══ GIVEN RECORDS

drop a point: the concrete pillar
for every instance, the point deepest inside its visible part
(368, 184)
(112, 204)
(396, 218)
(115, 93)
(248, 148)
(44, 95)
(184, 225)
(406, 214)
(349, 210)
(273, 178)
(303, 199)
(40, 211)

════

Set down, exactly as they appear, the line holding "for every instance, the" and every line after it until the records end.

OUTPUT OF THE TASK.
for every instance, the point deepest inside its visible part
(368, 184)
(112, 204)
(396, 218)
(115, 93)
(248, 148)
(44, 95)
(184, 225)
(406, 214)
(349, 210)
(273, 178)
(303, 199)
(40, 211)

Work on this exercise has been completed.